[Objective]: Convert every line of the data below into a JSON list of strings, one string per line, leaving out blank lines.
## start
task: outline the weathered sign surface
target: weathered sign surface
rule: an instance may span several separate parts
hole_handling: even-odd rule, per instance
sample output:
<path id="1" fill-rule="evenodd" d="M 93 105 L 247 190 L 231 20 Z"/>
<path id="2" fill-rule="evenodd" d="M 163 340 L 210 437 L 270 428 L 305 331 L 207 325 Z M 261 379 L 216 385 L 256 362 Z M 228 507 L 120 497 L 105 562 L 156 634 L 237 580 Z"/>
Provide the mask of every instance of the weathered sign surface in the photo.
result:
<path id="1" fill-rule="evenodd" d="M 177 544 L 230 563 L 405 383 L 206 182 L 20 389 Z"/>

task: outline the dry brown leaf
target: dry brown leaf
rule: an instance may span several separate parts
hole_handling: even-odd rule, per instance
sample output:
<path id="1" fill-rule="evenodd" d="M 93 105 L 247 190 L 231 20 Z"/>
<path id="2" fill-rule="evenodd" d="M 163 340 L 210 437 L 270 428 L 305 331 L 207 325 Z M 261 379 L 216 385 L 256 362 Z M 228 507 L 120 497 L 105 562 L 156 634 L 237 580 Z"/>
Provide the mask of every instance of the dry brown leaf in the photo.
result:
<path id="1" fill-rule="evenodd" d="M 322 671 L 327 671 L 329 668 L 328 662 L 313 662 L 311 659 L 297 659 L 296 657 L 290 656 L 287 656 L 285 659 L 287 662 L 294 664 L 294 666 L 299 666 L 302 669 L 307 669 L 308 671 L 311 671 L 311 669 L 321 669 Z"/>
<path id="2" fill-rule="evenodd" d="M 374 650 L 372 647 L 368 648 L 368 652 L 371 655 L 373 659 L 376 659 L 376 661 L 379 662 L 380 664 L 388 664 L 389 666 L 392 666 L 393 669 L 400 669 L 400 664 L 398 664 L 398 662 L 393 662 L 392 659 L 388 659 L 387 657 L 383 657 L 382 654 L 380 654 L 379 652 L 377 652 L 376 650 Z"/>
## end
[Response below]:
[
  "task: outline the weathered sign surface",
  "target: weathered sign surface",
  "rule: an instance may span several separate parts",
  "hole_handling: even-odd rule, per instance",
  "sample output:",
  "<path id=\"1\" fill-rule=\"evenodd\" d=\"M 93 105 L 247 190 L 231 20 Z\"/>",
  "<path id=\"2\" fill-rule=\"evenodd\" d=\"M 163 340 L 210 437 L 270 428 L 305 331 L 207 325 Z M 261 379 L 216 385 L 256 362 Z M 228 507 L 120 497 L 105 562 L 156 634 L 237 580 Z\"/>",
  "Provide the mask of every instance of the weathered sign surface in the photo.",
  "result:",
  "<path id=\"1\" fill-rule=\"evenodd\" d=\"M 177 544 L 230 563 L 405 383 L 206 182 L 20 389 Z\"/>",
  "task: outline the dry brown leaf",
  "target: dry brown leaf",
  "rule: an instance may span several separate parts",
  "hole_handling: even-odd rule, per instance",
  "sample output:",
  "<path id=\"1\" fill-rule=\"evenodd\" d=\"M 93 105 L 247 190 L 231 20 Z\"/>",
  "<path id=\"2\" fill-rule=\"evenodd\" d=\"M 163 340 L 210 437 L 270 428 L 305 331 L 207 325 Z M 261 379 L 216 385 L 256 362 Z M 228 507 L 120 497 L 105 562 L 156 634 L 237 580 Z\"/>",
  "Provide the mask of every instance of the dry brown leaf in the photo.",
  "result:",
  "<path id=\"1\" fill-rule=\"evenodd\" d=\"M 322 671 L 327 671 L 329 668 L 328 662 L 313 662 L 311 659 L 297 659 L 296 657 L 290 656 L 287 656 L 285 659 L 287 662 L 294 664 L 294 666 L 299 666 L 302 669 L 307 669 L 308 671 L 311 671 L 311 669 L 321 669 Z\"/>",
  "<path id=\"2\" fill-rule=\"evenodd\" d=\"M 374 650 L 372 647 L 368 648 L 368 652 L 371 655 L 373 659 L 376 659 L 376 661 L 379 662 L 380 664 L 388 664 L 389 666 L 392 666 L 393 669 L 400 669 L 400 664 L 398 664 L 398 662 L 393 662 L 392 659 L 388 659 L 387 657 L 383 657 L 382 654 L 380 654 L 379 652 L 377 652 L 376 650 Z\"/>"
]